**WHAT IS BEING ASKED:** Reproduce word for word the passage in the article below on learning sign language that opens with the words containing "Understand Language Better" and closes with "creative right brain.".

Why You Should Learn Sign Language

2 min read

As we strive for a more inclusive and accessible world, it's crucial to think about how language affects everyone, including people in the Deaf and hard of hearing communities. Many people in these communities use a form of sign language, like American Sign Language (ASL), instead of, or alongside, spoken and written language to communicate with others.

But ASL isn’t a secret code, only available to those with hearing loss. Here’s why you should learn sign language, and how it benefits both you and your community.

Get Your Dream Career

Many companies want to hire multilingual people, and that includes people who know ASL, British Sign Language (BSL), and other regional sign languages. Those who know sign language have more career opportunities. These jobs include licensed interpreter, companies that provide services to the Deaf community, and any customer-facing role that would benefit from multiple language skills. Deaf and hard of hearing people work in all different kinds of industries. If you’re working with a colleague who is Deaf, you won’t have to ask an interpreter to translate for you. You might even gain business based on your ability to communicate with clients in sign language.

Broaden Your Social Circle

Communication and shared experiences are the best ways to make friends. Think about it — if you travel to Japan and you ONLY speak English, that limits communication to people who speak English. If you also know some Japanese, your experience gets exponentially better because of the people you can now communicate with.

The same thing applies to using and learning sign language. Think about what it would be like to live in a world where almost everyone around you doesn’t speak your language. Wouldn’t it be nice to help change that? Even learning how to fingerspell can make a big difference the next time you talk to a person who speaks ASL.

Understand Language Better

When learning more than one spoken language, those experiences will shape your understanding of your native tongue. Language skills are often improved because learners have a better understanding of how spoken language is constructed and influenced by context.

The same is true with sign language. According to an article from the American Academy of Pediatrics, “bilingual children display better mental flexibility and cognitive control as well as more creative thinking, especially in problem solving.” Sign language benefits both your logical left brain and your creative right brain.

Talk to Babies and Pets

Babies and pets understand visual cues before they know what spoken words mean. American Sign Language University says babies can understand signs as early as six or seven months old. If you have children, start using basic signs like “hungry” and “more” when they are babies.

Learning visual cues also gives your pet another way to understand you. If you teach your dog to sit when he sees a hand gesture as well as when they hear the word “sit,” he’ll learn both. Learning the hand signs will benefit older dogs if they lose their hearing, as well as if you're in a loud or crowded place.

Learning sign language goes far beyond personal benefits. It reaches a community — the customer at your local cafe, the CEO you meet at the conference, the child in your son’s kindergarten class. Knowing it yourself benefits you mentally and socially, and by treating it as the widely spoken language it is, we create a more inclusive and accessible world.

**GIVEN RECORDS:**
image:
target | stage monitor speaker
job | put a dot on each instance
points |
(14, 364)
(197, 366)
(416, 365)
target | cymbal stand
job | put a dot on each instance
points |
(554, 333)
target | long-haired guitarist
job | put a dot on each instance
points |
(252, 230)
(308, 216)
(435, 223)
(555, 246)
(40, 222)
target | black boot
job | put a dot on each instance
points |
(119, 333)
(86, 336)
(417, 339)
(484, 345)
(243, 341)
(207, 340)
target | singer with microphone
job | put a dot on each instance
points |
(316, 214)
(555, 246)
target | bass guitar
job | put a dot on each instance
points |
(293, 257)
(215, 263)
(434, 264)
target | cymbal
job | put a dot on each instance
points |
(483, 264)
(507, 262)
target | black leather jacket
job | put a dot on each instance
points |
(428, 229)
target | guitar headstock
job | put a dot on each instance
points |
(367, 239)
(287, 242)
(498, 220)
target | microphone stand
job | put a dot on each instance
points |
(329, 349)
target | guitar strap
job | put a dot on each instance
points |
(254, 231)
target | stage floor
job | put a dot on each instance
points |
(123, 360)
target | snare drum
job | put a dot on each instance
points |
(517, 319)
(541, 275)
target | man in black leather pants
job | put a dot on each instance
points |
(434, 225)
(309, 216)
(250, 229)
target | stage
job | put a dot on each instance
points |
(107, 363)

---

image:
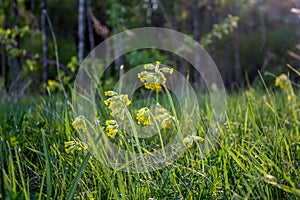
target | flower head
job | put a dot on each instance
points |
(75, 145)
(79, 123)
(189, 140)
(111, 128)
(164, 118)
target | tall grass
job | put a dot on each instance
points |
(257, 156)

--

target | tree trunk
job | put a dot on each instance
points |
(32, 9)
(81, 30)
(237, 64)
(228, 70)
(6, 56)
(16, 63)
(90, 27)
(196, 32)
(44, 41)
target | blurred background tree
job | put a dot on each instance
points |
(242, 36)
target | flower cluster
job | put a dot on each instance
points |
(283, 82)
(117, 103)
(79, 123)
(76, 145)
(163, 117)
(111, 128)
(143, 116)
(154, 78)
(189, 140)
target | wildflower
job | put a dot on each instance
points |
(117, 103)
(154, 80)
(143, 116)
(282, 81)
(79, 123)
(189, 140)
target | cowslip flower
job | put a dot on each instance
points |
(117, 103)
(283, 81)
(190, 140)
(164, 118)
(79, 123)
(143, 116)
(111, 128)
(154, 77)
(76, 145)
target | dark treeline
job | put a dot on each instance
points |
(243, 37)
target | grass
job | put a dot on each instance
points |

**RESULT FOR THIS EXERCISE:**
Understand Language Better

When learning more than one spoken language, those experiences will shape your understanding of your native tongue. Language skills are often improved because learners have a better understanding of how spoken language is constructed and influenced by context.

The same is true with sign language. According to an article from the American Academy of Pediatrics, “bilingual children display better mental flexibility and cognitive control as well as more creative thinking, especially in problem solving.” Sign language benefits both your logical left brain and your creative right brain.